Against them stands the Mandate, a school of sorcerers who dream of the First Apocalypse every night. But no one listens to the Mandate; even the Mandate itself is unsure if the Consult still exists. The Holy War is the priority: a chance for the faithful Inrithi to crush the heathen Fanim, and for the Anagogic schools of Western sorcery to wipe out the mysterious eastern Cishaurim.

Pretty standard fantasy setting so far, right? It's not - the execution is wonderful - but the key is still missing.

Down from the north, wounded and confused, comes Anasurimbor Kellhus, one of the Dunyain monks: an order of cloistered savants who've bred themselves for pure rationality and perfect perception. Half Mentat, half Kwisatz Haderach, Kellhus is armed with the Probability Trance and perfect physical conditioning. He has been sent on a task by the Dunyain.

He finds that the people of the world, guided by their unexamined upbringings and blind loyalties, are like children to him. So he begins - gradually, inevitably - to subvert the Holy War to his own end.

Which you will not learn unless you read the books, which you will probably bounce right off of, but I still want to talk about them anyway.

EDIT: So here's a random preview passage from one of his upcoming books in the setting (5 of a planned 9, tl;dr to the max amirite). His prose is okay but some of the imagery is cool and gives a taste of the weird metaphysics. I feel kind of guilty posting this because it wouldn't convince me to read the book, but whatever.

Quote
Dreams are only possessed upon waking, which is why men are so keen to heap words upon them after the fact. They engulf your horizons, pin your very frame to turbulent unreality. They are the hand that reaches behind the mountains, beyond the sky, beneath the deepest sockets of the earth. They are the ignorance that tyrannizes our every choice. Dreams are the darkness that only sleep can illuminate.

The old Wizard walked slots beneath mighty foundations. The stones, he knew, were among the oldest in the complex, part of the original structure raised by Carû-Ongonean, the third and perhaps the greatest of the Umeri God-Kings. Here... This was the place where the Nonmen of the famed Tutelage, the Siqû, had come to live among the Kûniüri. This was the place where the first Qûyan texts had been translated and stored, and where the first sorcerous School, the Sohonc, had been born.

Here... The famed Library of Sauglish.

Temple. Fortress. Granary of many things, wisdom and power foremost among them.

The walls seemed to close about him, so narrow was the way. Candles squatted in sconces along the walls. Whenever he neared one, it sparked to white life, while the one previous vanished into strings of smoke. Over and over, until it seemed there was but one flame leaping from wick to wick.

But the illumination was never quite enough. For every ten steps, five took him through absolute shadow, allowing him to see the layering of ancient Wards without the confusion of worldly sight. Ugly, the way all sorcery is ugly, and yet beautiful all the same, like the rigging of great ships, only ethereal–and as deadly as gallows. In the millennium since its construction, the Library–and the Sohonc–had never been conquered. The Cond Yoke. The Skettic invasions. No matter what the conquering nation, civilized or barbaric, they all sheathed their swords and came to terms. Whether perfumed and erudite like Osseoratha or unwashed and illiterate like Aulyanau the Conqueror, they all came to Sauglish bearing gifts instead of threats... They all knew.

Problem set>
a: Answer these questions using the fantasy series post:
(i) What do the sorcerers of the Mandate dream of every night?
(ii) With what is Kellhus armed?
(iii) Which God-King raised the original structure of the Library of Sauglish?
b: In the passage quoted in the fantasy series post, the line right after "The famed Library of Sauglish" gives one-word terms for the Library. List all of them.
c: Extend the passage quoted in the fantasy series post, beginning after its final sentence, "They all knew."

Data extracted from a collection>
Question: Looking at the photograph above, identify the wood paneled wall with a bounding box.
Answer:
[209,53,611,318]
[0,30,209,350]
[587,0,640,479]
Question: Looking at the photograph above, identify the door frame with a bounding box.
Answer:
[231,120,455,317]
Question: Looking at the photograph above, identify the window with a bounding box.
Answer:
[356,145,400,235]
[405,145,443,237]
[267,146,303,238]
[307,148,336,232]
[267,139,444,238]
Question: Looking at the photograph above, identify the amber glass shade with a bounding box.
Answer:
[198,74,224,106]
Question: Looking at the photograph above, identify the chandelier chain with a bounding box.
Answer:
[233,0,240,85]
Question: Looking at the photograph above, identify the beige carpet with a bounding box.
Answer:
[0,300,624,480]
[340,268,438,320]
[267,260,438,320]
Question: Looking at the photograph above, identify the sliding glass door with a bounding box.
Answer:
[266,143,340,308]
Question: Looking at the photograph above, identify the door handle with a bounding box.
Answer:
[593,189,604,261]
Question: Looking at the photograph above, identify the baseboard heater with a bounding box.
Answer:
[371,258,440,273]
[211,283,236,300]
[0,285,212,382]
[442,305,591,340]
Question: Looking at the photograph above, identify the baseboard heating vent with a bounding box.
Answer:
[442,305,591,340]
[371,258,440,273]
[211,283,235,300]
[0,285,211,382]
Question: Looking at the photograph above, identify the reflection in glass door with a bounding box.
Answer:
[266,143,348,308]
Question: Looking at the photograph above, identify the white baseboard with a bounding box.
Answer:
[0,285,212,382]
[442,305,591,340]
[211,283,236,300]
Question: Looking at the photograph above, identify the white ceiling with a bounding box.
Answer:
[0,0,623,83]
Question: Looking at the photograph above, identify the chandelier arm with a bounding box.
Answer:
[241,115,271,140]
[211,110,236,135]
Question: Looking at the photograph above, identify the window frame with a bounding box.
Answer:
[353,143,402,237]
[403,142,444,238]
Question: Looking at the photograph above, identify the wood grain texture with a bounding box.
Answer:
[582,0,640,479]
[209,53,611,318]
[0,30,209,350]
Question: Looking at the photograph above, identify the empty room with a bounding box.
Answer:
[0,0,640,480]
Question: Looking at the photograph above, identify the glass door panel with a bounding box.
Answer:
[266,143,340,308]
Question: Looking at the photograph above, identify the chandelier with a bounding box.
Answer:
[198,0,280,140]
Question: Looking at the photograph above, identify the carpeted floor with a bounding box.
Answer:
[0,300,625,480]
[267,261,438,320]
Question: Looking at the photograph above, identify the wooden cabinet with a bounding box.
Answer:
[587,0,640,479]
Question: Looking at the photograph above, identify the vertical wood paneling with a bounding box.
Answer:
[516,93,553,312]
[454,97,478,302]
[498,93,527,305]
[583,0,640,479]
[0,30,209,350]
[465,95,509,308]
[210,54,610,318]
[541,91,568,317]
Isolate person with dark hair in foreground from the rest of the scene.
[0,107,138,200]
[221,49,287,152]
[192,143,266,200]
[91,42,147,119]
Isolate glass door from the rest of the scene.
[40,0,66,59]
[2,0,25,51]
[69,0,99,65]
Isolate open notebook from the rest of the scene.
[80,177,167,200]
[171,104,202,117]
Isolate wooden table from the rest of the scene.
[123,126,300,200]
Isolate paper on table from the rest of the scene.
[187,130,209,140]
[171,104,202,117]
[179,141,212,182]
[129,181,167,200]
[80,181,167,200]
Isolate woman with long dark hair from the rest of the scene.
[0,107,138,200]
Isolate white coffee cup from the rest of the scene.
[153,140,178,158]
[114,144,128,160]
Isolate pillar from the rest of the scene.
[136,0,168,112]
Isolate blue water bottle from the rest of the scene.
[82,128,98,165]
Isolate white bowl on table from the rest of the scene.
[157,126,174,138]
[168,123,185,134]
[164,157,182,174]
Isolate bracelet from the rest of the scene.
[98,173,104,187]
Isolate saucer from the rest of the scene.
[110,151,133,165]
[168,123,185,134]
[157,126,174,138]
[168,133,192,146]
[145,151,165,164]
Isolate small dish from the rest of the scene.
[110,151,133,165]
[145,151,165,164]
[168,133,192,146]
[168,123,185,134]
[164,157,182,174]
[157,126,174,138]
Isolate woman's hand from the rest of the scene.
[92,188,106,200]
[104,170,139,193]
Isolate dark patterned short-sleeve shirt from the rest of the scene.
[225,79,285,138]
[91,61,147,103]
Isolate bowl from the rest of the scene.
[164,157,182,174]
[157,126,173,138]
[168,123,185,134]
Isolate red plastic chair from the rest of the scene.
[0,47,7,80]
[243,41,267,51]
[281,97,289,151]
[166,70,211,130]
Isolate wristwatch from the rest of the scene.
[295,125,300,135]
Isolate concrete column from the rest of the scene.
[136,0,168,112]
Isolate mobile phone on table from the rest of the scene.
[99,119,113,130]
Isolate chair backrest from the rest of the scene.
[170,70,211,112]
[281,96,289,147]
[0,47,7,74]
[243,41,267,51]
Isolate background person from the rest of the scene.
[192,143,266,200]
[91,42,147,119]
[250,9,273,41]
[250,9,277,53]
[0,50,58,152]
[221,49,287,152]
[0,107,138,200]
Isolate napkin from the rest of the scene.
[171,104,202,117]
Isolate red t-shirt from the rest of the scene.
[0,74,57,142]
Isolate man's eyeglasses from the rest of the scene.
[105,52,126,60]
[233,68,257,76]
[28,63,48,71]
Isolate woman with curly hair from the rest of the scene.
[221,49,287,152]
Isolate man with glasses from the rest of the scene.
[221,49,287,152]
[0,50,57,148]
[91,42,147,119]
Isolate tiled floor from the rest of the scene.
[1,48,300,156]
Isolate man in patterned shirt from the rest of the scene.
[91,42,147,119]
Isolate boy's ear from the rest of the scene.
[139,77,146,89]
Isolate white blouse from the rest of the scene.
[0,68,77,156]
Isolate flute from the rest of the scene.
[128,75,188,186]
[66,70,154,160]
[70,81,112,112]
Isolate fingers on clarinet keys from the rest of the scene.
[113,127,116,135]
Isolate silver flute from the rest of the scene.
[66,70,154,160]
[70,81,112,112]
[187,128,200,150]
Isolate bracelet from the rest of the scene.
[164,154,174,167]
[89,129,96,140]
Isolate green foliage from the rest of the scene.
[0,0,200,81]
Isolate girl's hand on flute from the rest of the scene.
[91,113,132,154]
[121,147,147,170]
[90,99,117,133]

Outputs for the tasks>
a:
(i) The First Apocalypse.
(ii) The Probability Trance and perfect physical conditioning.
(iii) Carû-Ongonean.

b: Temple, Fortress, Granary

c:
This was the Library.

The corridor ended in blind walls. Holding tight the ornate map-case Celmomas had given him, the Grandmaster spoke the sorcerous words. Meaning flashed through his eyes and mouth, and he trod through monolithic stone. The Cant of Sideways Stepping.

Blinking, he found himself in the Upper Pausal, a narrow rostrum overlooking the Pausal proper, a dark antechamber long and deep enough to hold a war galley. Batteries of candles set below sparked to spontaneous life. Seswatha descended the right stair, map-case firmly in hand. Of all the innumerable rooms of the Library, only the Pausal could boast Nonmen artisanship, because only it had been hewn out of living rock. Twining figures adorned the walls, frieze stacked upon frieze, representations of the Tutelage and the first great peace between the High Norsirai and the False Men–as the Tusk called the Cûnuroi. But like so many who entered this room, Seswatha scarcely noticed them. And how could he when the stigmatic blemish of sorcery so assaulted his gaze?

It was always the same whenever one of the Few, those who could see the mark that the sorcerous cut into the natural, walked the Pausal. One thing and one thing only commanded their gaze... the Great Gate of Wheels. The portal that was a lock, and the lock that was a portal.

The entrance to the Coffers.

To mundane eyes it was a wonder of scale and machination. To arcane eyes it was nothing less than a miracle of interlocking deformities: enormous incantation wheels carved from milk-white marble, turning through a frame of bronze set with constellations of faces carved of black diorite, instilled animata–or proxies as they called them–enslaved souls, whose only purpose was to complete the circuit between watcher and watched that was the foundation of all reality, sorcerous or not. So hideous was the Mark of the thing, so metaphysically disfigured, that bile bubbled to the back of his throat whenever he found himself before it.

Qûya magic. Deeper than deep.

Seswatha paused on the stair, warred with his stomach. He looked down, and for some reason felt no surprise, no alarm, to see that the golden map-case had become an infant’s inert form. Blue and grey. Mottled with black bruising, as if it had perished while lying on its face. Slicked with the sweat of the dead.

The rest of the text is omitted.